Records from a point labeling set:
------------------------

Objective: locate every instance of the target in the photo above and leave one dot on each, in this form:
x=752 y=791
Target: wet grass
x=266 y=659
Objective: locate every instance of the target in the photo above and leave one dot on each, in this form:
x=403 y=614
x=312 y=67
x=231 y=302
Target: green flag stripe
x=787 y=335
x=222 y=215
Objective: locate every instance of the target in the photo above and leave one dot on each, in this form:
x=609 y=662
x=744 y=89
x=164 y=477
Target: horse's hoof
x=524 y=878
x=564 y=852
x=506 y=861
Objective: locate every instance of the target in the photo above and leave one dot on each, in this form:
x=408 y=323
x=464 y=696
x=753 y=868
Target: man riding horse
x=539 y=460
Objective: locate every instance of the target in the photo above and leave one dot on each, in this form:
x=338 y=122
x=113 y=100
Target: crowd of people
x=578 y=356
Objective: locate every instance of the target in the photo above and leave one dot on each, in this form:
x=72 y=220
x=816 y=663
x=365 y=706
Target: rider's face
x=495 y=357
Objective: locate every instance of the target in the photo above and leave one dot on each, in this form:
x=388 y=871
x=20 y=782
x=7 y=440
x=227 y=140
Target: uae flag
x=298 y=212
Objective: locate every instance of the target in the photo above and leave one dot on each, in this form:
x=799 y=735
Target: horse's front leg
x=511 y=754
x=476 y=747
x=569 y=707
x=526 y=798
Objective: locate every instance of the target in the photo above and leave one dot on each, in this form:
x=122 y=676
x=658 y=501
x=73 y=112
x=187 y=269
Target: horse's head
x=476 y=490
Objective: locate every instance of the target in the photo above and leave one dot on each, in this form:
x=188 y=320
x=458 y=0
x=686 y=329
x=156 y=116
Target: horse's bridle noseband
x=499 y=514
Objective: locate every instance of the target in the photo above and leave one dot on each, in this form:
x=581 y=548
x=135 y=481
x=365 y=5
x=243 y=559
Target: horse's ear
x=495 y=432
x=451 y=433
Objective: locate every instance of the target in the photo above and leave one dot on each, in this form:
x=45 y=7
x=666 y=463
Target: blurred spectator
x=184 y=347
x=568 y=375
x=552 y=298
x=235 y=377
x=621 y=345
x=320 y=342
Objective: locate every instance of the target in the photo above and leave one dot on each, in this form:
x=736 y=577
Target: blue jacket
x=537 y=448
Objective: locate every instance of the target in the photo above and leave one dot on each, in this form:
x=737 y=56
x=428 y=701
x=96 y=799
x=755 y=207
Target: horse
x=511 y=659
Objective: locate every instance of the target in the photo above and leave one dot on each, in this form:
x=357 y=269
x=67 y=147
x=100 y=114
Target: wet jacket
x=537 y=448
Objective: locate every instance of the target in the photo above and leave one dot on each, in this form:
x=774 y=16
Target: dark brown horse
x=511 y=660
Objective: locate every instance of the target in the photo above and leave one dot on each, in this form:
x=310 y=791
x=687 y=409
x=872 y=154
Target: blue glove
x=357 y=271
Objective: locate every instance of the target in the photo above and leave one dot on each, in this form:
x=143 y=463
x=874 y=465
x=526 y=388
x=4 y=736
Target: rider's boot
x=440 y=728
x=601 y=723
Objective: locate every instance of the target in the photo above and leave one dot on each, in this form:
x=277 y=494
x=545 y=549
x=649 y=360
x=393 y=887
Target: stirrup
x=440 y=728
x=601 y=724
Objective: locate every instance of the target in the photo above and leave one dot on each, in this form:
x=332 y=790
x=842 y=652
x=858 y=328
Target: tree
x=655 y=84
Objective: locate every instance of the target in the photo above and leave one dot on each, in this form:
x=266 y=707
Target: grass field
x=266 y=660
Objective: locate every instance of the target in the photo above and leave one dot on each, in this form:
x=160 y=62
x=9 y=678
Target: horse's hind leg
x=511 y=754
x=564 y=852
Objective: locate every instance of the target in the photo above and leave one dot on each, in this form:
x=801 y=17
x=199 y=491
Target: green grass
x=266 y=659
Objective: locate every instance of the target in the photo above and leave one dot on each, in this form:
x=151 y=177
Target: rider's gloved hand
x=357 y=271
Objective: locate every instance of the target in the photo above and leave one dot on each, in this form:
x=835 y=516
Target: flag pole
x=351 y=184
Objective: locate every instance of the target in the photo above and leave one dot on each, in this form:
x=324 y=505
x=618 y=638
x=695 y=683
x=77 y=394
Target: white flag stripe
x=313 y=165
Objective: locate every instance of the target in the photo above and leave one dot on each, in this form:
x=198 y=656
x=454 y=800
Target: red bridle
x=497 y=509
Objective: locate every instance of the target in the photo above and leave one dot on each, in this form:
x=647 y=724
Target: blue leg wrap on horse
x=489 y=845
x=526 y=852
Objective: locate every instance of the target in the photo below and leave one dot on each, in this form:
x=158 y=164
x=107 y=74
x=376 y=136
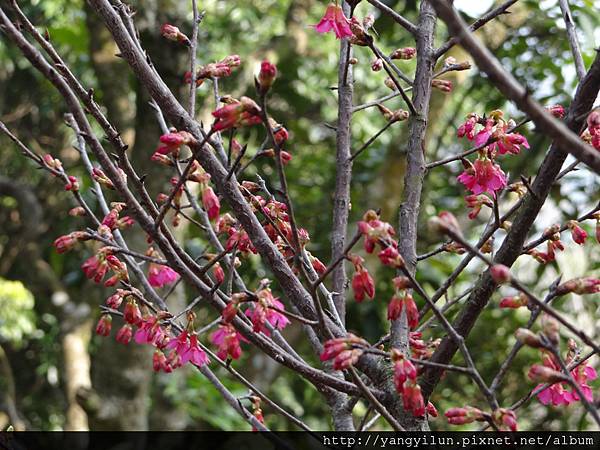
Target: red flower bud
x=500 y=273
x=132 y=313
x=218 y=273
x=404 y=53
x=172 y=33
x=211 y=203
x=377 y=65
x=578 y=234
x=266 y=76
x=543 y=374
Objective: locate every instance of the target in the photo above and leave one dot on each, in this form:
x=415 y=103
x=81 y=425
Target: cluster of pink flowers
x=504 y=419
x=334 y=20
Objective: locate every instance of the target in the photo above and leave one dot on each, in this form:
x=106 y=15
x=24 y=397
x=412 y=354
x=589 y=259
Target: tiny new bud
x=578 y=234
x=172 y=33
x=551 y=328
x=543 y=374
x=500 y=273
x=529 y=338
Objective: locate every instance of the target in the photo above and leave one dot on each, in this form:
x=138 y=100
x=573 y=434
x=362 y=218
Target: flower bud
x=551 y=328
x=77 y=211
x=124 y=334
x=578 y=234
x=172 y=33
x=404 y=53
x=442 y=85
x=529 y=338
x=266 y=76
x=542 y=374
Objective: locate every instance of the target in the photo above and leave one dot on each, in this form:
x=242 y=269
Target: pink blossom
x=211 y=203
x=104 y=325
x=511 y=143
x=483 y=176
x=159 y=275
x=334 y=19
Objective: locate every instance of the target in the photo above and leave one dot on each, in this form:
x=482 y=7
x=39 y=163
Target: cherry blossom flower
x=483 y=176
x=510 y=143
x=334 y=19
x=464 y=415
x=124 y=334
x=193 y=353
x=159 y=275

------------------------

§ **Directions**:
Write the records above out again exactly, with no pictures in your copy.

§ **Reply to the task**:
Objective: locate every instance of the target in the photo above and leave one dot on each, in this form:
x=752 y=791
Target: wet grass
x=266 y=659
Objective: locate every instance of the target in the photo above and leave one dot on each, in this form:
x=403 y=614
x=312 y=67
x=231 y=302
Target: green flag stripe
x=787 y=335
x=222 y=215
Objective: locate every instance of the target in the photo above and leave one dot on each, in this form:
x=609 y=662
x=744 y=89
x=164 y=477
Target: horse's hoof
x=524 y=878
x=564 y=852
x=506 y=861
Objective: locate every instance of the target in the photo above and leave one dot on each, in this form:
x=408 y=323
x=464 y=696
x=753 y=868
Target: man riding horse
x=539 y=460
Objective: locate every instance of the target in the photo above and leave one dot on each, in this form:
x=338 y=122
x=113 y=100
Target: crowd of people
x=578 y=356
Objective: locate every instance of the target in the photo above and leave one dot on each, in this form:
x=72 y=220
x=816 y=663
x=365 y=706
Target: rider's face
x=495 y=357
Objective: locate every instance of the target in the photo above and leave one dot on each, in this form:
x=388 y=871
x=20 y=782
x=7 y=440
x=227 y=140
Target: uae flag
x=298 y=212
Objective: locate every instance of the target in the photo above and leave one dot on each, in this form:
x=799 y=735
Target: horse's front leg
x=511 y=754
x=476 y=747
x=569 y=707
x=526 y=798
Objective: locate every instance of the target in the photo above and leave one dot on each, in this form:
x=122 y=676
x=658 y=501
x=73 y=112
x=187 y=269
Target: horse's head
x=476 y=490
Objective: locate every instance of the target in the photo above and leave one dot on each, in this form:
x=188 y=320
x=458 y=0
x=686 y=329
x=156 y=116
Target: horse's bridle noseband
x=499 y=514
Objective: locate every instance of the target in the photo above and leave one dot on each, in this form:
x=581 y=548
x=135 y=481
x=365 y=5
x=243 y=559
Target: horse's ear
x=495 y=432
x=451 y=433
Objective: locate every instance of the target in the photo above and leave one dot on each, in this form:
x=45 y=7
x=666 y=463
Target: blurred spectator
x=184 y=347
x=568 y=375
x=552 y=298
x=235 y=377
x=621 y=345
x=320 y=342
Objective: locate every instance of the target in the photo above and leave one dot on each, in this form:
x=736 y=577
Target: blue jacket
x=537 y=448
Objective: locate every instance of the target in the photo above and leave one dot on each, in this form:
x=737 y=56
x=428 y=701
x=96 y=799
x=755 y=207
Target: horse
x=511 y=659
Objective: locate every instance of the target in the photo above and leave one dot on each, in this form:
x=357 y=269
x=67 y=147
x=100 y=114
Target: wet jacket
x=537 y=448
Objective: locate every instance of the target in the photo above and leave one dot on each, in this form:
x=774 y=16
Target: dark brown horse
x=511 y=660
Objective: locate every instance of the target in the photo above and leave one dot on each, in this form:
x=310 y=791
x=687 y=409
x=872 y=154
Target: blue glove
x=357 y=271
Objective: locate every instance of the target in the photo above and leave one dot on each, in this form:
x=143 y=463
x=874 y=465
x=526 y=388
x=4 y=736
Target: rider's boot
x=440 y=728
x=601 y=723
Objective: locate every instance of the target in the photo above and leave one dot on each, in this form:
x=277 y=494
x=545 y=549
x=649 y=360
x=393 y=887
Target: stirrup
x=440 y=728
x=601 y=724
Objective: locate every instance of the target in the photo above and leave one dot on each, in this form:
x=332 y=790
x=842 y=652
x=858 y=328
Target: tree
x=655 y=84
Objective: locate every instance of the target in the photo above and leave one dot on each, in this form:
x=266 y=707
Target: grass field
x=266 y=660
Objective: locate every instance of the target in the photo above and leave one dot on each, in this form:
x=160 y=62
x=9 y=678
Target: horse's hind leg
x=511 y=754
x=564 y=852
Objective: locate every instance of the target in the photo above and leave one dot on each, in this form:
x=801 y=17
x=199 y=491
Target: green grass
x=266 y=659
Objective: locate every instance of the target in the photo above and leave one dot on each, in this form:
x=151 y=177
Target: rider's gloved hand
x=357 y=271
Objective: locate every instance of the target in the photo above and leave one dot on each, in this form:
x=835 y=516
Target: flag pole
x=351 y=184
Objective: locate every instance of the target in the photo above and leave one dot on each, in this form:
x=324 y=505
x=618 y=638
x=695 y=683
x=77 y=394
Target: white flag stripe
x=313 y=165
Objective: locate every instance of the target in the photo above and leave one dot on each, in this form:
x=198 y=656
x=454 y=800
Target: red bridle
x=497 y=509
Objective: locate every instance of the target in the photo above and leave one dot on each, in this form:
x=647 y=724
Target: blue leg wrap on horse
x=489 y=845
x=526 y=852
Objective: locate every instance of the target in the photo below and leave one dot on each, in this form:
x=158 y=164
x=107 y=74
x=376 y=136
Target: red flower bud
x=500 y=273
x=132 y=313
x=218 y=273
x=404 y=53
x=172 y=33
x=211 y=203
x=377 y=65
x=578 y=234
x=266 y=76
x=543 y=374
Objective: locate every instance of the target in the photo above and leave one dot on each, in this form:
x=415 y=103
x=81 y=425
Target: cluster of pink flowers
x=504 y=419
x=334 y=20
Objective: locate every instance of the target in the photo above and leave one dot on each, in this form:
x=106 y=15
x=24 y=397
x=412 y=354
x=589 y=259
Target: tiny new bud
x=578 y=234
x=172 y=33
x=551 y=328
x=543 y=374
x=500 y=273
x=529 y=338
Objective: locate every instance of the target in the photo above and leave one dot on each, in this form:
x=138 y=100
x=573 y=434
x=362 y=218
Target: flower bud
x=551 y=328
x=77 y=211
x=124 y=334
x=578 y=234
x=172 y=33
x=404 y=53
x=442 y=85
x=529 y=338
x=266 y=76
x=542 y=374
Objective: locate every instance of the target in the photo above and leave one dot on each, in this form:
x=242 y=269
Target: pink blossom
x=211 y=203
x=104 y=325
x=511 y=143
x=483 y=176
x=159 y=275
x=334 y=19
Objective: locate every instance of the target in the photo above and leave one dot on each, in this form:
x=482 y=7
x=39 y=163
Target: cherry blossom flower
x=483 y=176
x=510 y=143
x=334 y=19
x=464 y=415
x=124 y=334
x=193 y=353
x=159 y=275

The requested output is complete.